* [Task brief]: Pull out every item below and reproduce each one verbatim.

* [Supplied data]:
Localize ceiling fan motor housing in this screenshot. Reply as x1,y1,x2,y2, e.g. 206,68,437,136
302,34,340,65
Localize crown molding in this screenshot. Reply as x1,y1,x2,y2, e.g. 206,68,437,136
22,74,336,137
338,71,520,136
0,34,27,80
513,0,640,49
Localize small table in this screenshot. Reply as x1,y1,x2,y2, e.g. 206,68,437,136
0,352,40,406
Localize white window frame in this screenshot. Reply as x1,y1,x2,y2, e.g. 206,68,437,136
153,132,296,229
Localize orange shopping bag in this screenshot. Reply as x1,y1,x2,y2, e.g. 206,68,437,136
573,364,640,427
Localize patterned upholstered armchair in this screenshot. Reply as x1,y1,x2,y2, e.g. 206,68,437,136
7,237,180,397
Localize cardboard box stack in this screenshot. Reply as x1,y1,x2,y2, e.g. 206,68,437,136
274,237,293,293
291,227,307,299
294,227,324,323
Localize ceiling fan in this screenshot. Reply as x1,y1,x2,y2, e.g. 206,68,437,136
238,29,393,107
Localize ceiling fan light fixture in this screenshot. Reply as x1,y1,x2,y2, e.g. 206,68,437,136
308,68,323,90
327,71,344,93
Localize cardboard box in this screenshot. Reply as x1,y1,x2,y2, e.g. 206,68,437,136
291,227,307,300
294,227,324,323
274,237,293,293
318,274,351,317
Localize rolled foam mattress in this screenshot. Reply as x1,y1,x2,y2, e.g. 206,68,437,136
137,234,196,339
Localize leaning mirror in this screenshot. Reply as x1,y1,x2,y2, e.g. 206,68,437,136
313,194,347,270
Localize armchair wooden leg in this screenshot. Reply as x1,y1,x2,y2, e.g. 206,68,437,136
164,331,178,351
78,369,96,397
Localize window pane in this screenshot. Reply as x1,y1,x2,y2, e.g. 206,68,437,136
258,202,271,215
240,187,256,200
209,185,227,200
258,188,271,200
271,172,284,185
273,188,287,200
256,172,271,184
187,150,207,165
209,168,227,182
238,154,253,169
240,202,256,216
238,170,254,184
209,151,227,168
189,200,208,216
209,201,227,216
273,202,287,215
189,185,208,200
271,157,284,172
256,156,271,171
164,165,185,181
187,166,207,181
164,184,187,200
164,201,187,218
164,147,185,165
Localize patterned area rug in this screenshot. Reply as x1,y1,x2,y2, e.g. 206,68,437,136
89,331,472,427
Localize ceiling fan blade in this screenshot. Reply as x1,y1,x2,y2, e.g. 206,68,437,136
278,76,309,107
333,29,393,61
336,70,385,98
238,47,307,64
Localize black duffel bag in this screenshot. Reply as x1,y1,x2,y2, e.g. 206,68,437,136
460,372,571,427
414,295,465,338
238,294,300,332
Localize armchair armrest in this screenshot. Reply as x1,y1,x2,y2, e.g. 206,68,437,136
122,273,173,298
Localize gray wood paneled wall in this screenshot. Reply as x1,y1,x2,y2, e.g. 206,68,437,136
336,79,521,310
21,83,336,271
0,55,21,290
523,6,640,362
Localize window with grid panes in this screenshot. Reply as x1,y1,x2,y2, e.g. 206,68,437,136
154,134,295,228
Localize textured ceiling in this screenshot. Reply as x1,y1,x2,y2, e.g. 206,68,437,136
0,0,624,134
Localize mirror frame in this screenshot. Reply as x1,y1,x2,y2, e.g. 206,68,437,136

* [The response]:
Localize ceiling fan motor housing in this screenshot. Reply as x1,y1,x2,y2, e.g. 206,68,437,136
302,34,340,65
Localize crown molding in this screenshot. Reply as x1,y1,x2,y2, e.g. 206,68,437,136
22,74,336,137
338,71,520,136
0,34,27,80
513,0,640,49
Localize small table in this screenshot. Reply as x1,y1,x2,y2, e.g. 206,68,437,136
0,352,40,406
Localize white window frame in this screenshot. Reply as x1,y1,x2,y2, e.g. 206,68,437,136
153,132,296,229
Localize orange shopping bag in this screenshot. Reply as x1,y1,x2,y2, e.g. 206,68,437,136
573,364,640,427
Localize patterned upholstered armchair in this screenshot. Reply as x1,y1,x2,y2, e.g. 206,68,437,136
7,237,180,397
Localize cardboard box stack in this screenshot. Reply as x1,y1,x2,y2, e.g. 206,68,437,136
274,237,293,293
291,227,307,299
294,227,324,323
Localize ceiling fan in this screenshot. Reply as x1,y1,x2,y2, e.g. 206,68,437,136
238,29,393,107
Localize ceiling fan light fixture in this screenshot. Reply as x1,y1,x2,y2, e.g. 206,68,437,136
308,68,323,90
327,71,344,93
Localize cardboard box in this screenshot. Reply as x1,y1,x2,y2, e.g. 206,68,437,136
291,227,307,300
294,227,324,323
274,237,293,293
318,274,351,317
Localize rolled foam mattress in this screenshot. Reply as x1,y1,x2,y2, e.g. 206,68,437,136
137,234,196,339
Localize leaning mirror in this screenshot. Reply as x1,y1,x2,y2, e.g. 206,68,437,136
313,194,347,270
Localize armchair wooden leg in this screenshot. Reply as x1,y1,x2,y2, e.g. 206,68,437,136
164,331,178,351
78,369,96,397
Localize window pane in this screenshot. Reply as x1,y1,x2,y2, e.g. 206,68,437,136
258,202,271,215
240,187,256,200
209,185,227,200
258,188,271,200
271,172,284,185
273,188,287,200
256,172,271,184
187,150,207,165
209,168,227,182
238,154,253,169
240,202,256,216
238,170,254,184
209,151,227,168
189,200,208,216
209,201,227,216
273,202,287,215
189,185,208,200
271,157,284,172
256,156,271,171
164,165,185,181
187,166,207,181
164,184,187,200
164,201,187,218
164,147,185,165
Localize patterned area rug in this screenshot. Reply as x1,y1,x2,y2, e.g. 206,68,437,136
89,331,472,427
Localize ceiling fan blade in this screenshot. Reply as x1,y1,x2,y2, e.g. 206,68,437,136
278,76,309,107
333,29,393,61
336,70,385,98
238,47,307,64
Localize black duffel bag in this screenshot. Reply as x1,y1,x2,y2, e.g. 206,68,437,136
460,372,571,427
414,295,465,338
238,294,300,332
Localize armchair armrest in this screenshot. Reply as x1,y1,x2,y2, e.g. 206,68,437,136
122,273,173,298
Localize gray wood paneled wall in this screenshot. Reply as x1,y1,x2,y2, e.g. 206,68,437,136
336,79,521,310
21,83,336,271
0,55,21,290
523,6,640,362
Localize window with grid panes in this screenshot. Reply as x1,y1,x2,y2, e.g. 206,68,437,136
154,134,295,228
Localize textured ceiling in this screenshot. Reply as x1,y1,x2,y2, e.g. 206,68,437,136
0,0,624,134
Localize mirror frame in this screenshot. Reply as x1,y1,x2,y2, e.g. 206,68,437,136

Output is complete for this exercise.